> _What this task involves_
In the passage on model validation below, write out word for word the text from "Figure 7 shows" up to and including "of the model.".

4. Results and Discussion

4.1. Model Validation

Figure 7 shows the flow chart of the model validation. The unbalance response results from the model in this paper are compared with experimental data to verify the accuracy of the model.

Figure 8 shows the experimentally measured displacements of the rotor with 79 mg of unbalanced mass added to the first-stage test impeller, alongside the model-predicted results. The trend predicted by the model aligns well with the experimental results, though the predicted displacements are slightly larger. At 30,000 RPM, the error between the model calculation results and the experimental data is less than 5%. This discrepancy arises because the model uses the dynamic coefficients of the bearing when the rotor is in an equilibrium position. As the rotor’s displacement increases, the gas film between the rotor and the bearing becomes thinner, which in turn increases the stiffness provided by the gas film. As a result, the rotor’s displacement decreases compared to the original calculation based on gas film stiffness.

> _Dataset extract_
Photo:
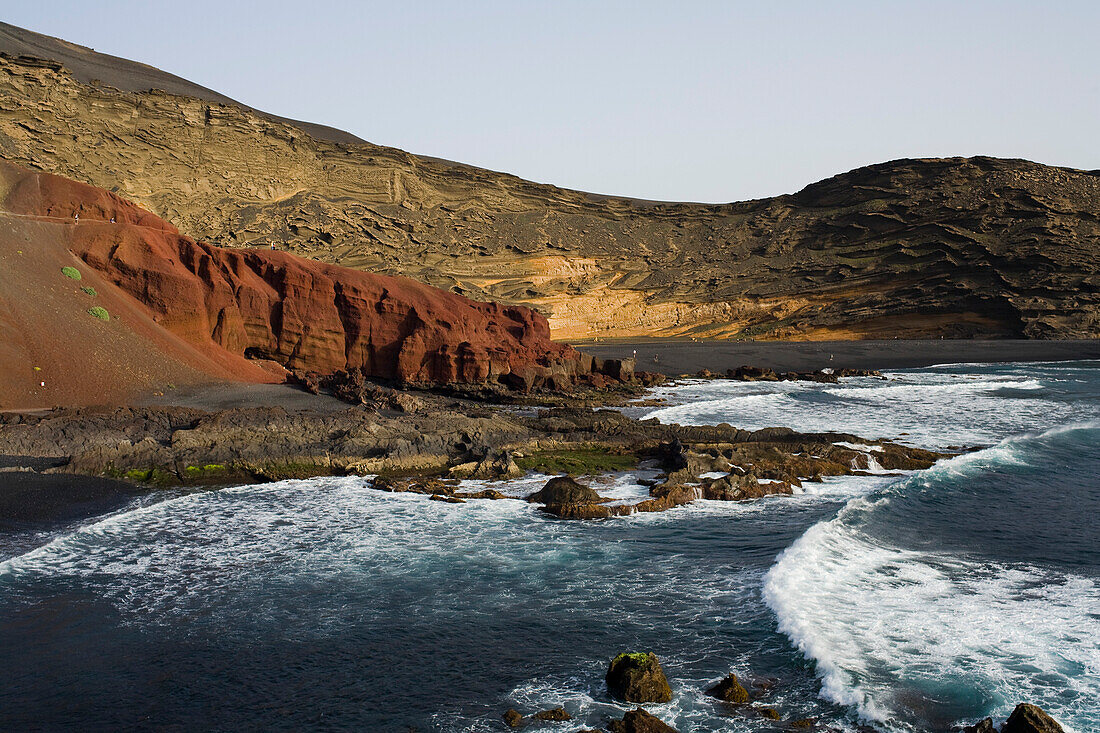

> _Result_
Figure 7 shows the flow chart of the model validation. The unbalance response results from the model in this paper are compared with experimental data to verify the accuracy of the model.